## EXERCISE DESCRIPTION
Reproduce the entries that follow exactly, dropping each image.

## EXCERPTED RECORDS
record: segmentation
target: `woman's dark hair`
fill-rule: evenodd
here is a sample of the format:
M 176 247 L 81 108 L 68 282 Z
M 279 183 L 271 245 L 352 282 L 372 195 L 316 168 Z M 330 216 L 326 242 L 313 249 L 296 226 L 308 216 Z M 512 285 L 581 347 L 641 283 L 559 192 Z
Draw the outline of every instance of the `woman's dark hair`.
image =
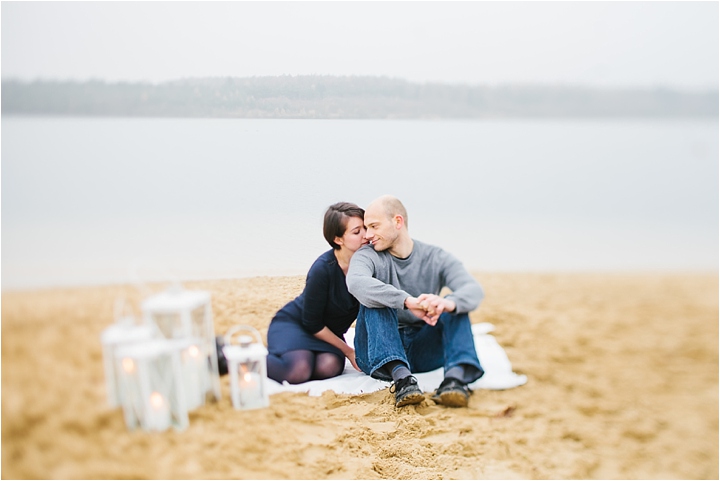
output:
M 365 211 L 352 202 L 338 202 L 328 207 L 323 220 L 323 235 L 330 247 L 337 250 L 340 248 L 335 243 L 336 237 L 342 237 L 347 228 L 348 218 L 365 218 Z

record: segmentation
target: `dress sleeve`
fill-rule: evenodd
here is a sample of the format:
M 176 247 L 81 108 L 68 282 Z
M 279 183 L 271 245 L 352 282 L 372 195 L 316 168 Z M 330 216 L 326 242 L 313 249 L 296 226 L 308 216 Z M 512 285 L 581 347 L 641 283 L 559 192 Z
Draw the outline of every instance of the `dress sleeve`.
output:
M 311 334 L 316 334 L 325 327 L 323 314 L 330 292 L 330 273 L 327 267 L 327 264 L 314 265 L 305 281 L 302 326 Z

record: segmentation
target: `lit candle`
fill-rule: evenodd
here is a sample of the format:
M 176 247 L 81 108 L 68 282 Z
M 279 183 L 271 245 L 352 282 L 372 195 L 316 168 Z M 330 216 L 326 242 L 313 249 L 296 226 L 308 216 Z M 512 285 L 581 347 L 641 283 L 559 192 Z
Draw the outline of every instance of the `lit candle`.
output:
M 240 365 L 240 404 L 246 409 L 264 405 L 260 376 L 246 364 Z
M 165 431 L 172 423 L 170 406 L 166 399 L 157 391 L 150 394 L 149 409 L 145 419 L 147 429 L 152 431 Z
M 122 360 L 122 367 L 126 373 L 132 374 L 135 372 L 135 361 L 126 357 Z

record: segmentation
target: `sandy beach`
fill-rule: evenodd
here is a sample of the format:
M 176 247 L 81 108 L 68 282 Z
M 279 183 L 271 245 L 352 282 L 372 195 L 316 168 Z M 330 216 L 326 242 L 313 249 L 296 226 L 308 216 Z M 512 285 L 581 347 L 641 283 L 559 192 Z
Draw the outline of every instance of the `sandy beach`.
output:
M 106 401 L 100 333 L 135 286 L 3 292 L 2 478 L 717 479 L 718 276 L 476 273 L 526 385 L 467 409 L 396 409 L 387 390 L 223 398 L 184 432 L 126 429 Z M 272 315 L 304 277 L 187 282 L 217 334 Z M 158 292 L 165 285 L 147 286 Z

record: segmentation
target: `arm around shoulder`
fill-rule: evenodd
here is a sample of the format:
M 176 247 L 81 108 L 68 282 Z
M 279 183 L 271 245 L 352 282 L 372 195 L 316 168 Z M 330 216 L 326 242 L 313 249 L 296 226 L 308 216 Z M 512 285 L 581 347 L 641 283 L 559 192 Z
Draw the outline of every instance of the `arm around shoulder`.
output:
M 348 291 L 365 307 L 402 309 L 410 294 L 377 279 L 376 260 L 377 254 L 372 247 L 355 252 L 345 278 Z

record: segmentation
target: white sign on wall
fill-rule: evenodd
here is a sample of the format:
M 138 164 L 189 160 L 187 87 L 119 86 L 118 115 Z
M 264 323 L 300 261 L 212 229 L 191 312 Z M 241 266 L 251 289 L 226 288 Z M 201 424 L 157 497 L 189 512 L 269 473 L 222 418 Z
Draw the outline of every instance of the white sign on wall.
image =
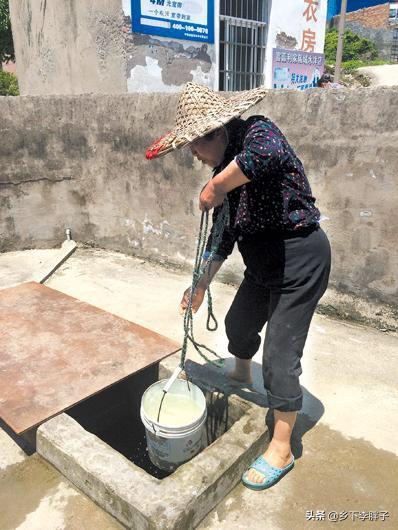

## RESULT OF THIS EXERCISE
record: segmentation
target: `woman's dark hair`
fill-rule: evenodd
here is a sample of the format:
M 176 247 L 81 108 L 68 282 Z
M 279 183 L 271 245 L 352 282 L 372 195 L 316 168 Z M 330 216 L 326 242 L 313 249 L 296 226 L 308 216 Z M 512 285 L 581 347 L 641 283 L 559 192 Z
Draw the outline of every instance of the `woman's dark hair`.
image =
output:
M 365 211 L 352 202 L 338 202 L 328 207 L 323 220 L 323 235 L 330 247 L 337 250 L 340 248 L 335 243 L 336 237 L 342 237 L 347 228 L 348 218 L 365 218 Z

record: segmentation
target: `dress sleeve`
fill-rule: evenodd
here is a sample of the format:
M 176 247 L 81 108 L 68 282 Z
M 279 183 L 271 245 L 352 282 L 372 195 L 316 168 Z M 330 216 L 326 242 L 313 249 L 296 226 L 308 216 Z M 512 285 L 581 347 L 641 283 L 559 192 Z
Draw the outline of every instance of the `dress sleeve`.
output:
M 311 334 L 316 334 L 325 327 L 323 314 L 330 292 L 330 273 L 327 267 L 327 264 L 314 265 L 305 281 L 302 326 Z

record: segmentation
target: `lit candle`
fill-rule: evenodd
here is a sample of the format:
M 176 247 L 81 108 L 68 282 Z
M 279 183 L 271 245 L 352 282 L 372 195 L 316 168 Z M 330 216 L 326 242 L 313 249 L 296 226 L 308 216 Z M 512 285 L 581 347 L 641 283 L 559 192 Z
Draw the outline of every instance of the `lit candle`.
output:
M 240 365 L 240 404 L 246 409 L 264 405 L 260 376 L 246 364 Z
M 165 431 L 172 423 L 170 406 L 166 399 L 157 391 L 150 394 L 149 409 L 145 419 L 147 429 L 152 431 Z
M 122 360 L 122 367 L 126 373 L 132 374 L 135 372 L 135 361 L 126 357 Z

record: segmentation
target: `sandy beach`
fill-rule: evenodd
here is a sample of the format:
M 176 247 L 81 108 L 68 282 Z
M 279 183 L 271 245 L 352 282 L 372 195 L 316 168 Z M 330 216 L 326 242 L 313 249 L 296 226 L 308 216 Z M 512 285 L 581 347 L 641 283 L 559 192 Z
Draw the outline of every instance of the `sandy beach`.
output:
M 106 401 L 100 333 L 135 286 L 3 292 L 2 478 L 717 479 L 718 276 L 476 273 L 526 385 L 467 409 L 396 409 L 387 390 L 223 398 L 184 432 L 126 429 Z M 272 315 L 304 277 L 187 282 L 217 334 Z M 158 292 L 165 285 L 147 286 Z

record: segmentation
target: `arm around shoulder`
fill-rule: evenodd
here is a sample of the format:
M 176 247 L 81 108 L 68 282 Z
M 279 183 L 271 245 L 352 282 L 372 195 L 316 168 Z M 330 216 L 326 242 L 313 249 L 296 226 L 308 216 Z M 512 285 L 581 347 L 641 283 L 559 192 Z
Draw the outline of every instance of the `arm around shoulder`.
output:
M 348 291 L 365 307 L 402 309 L 410 294 L 377 279 L 376 260 L 377 254 L 372 247 L 355 252 L 345 278 Z

record: segmentation
target: white sign on wall
fill-rule: evenodd
here is a sample of the format:
M 138 164 L 189 160 L 187 87 L 119 86 L 118 115 Z
M 264 323 L 300 261 L 212 229 L 191 312 Z M 241 266 L 251 289 L 226 288 Z M 201 424 L 157 497 L 189 512 L 269 473 L 222 418 Z
Draw the outline of every instance of the white sign on wall.
image =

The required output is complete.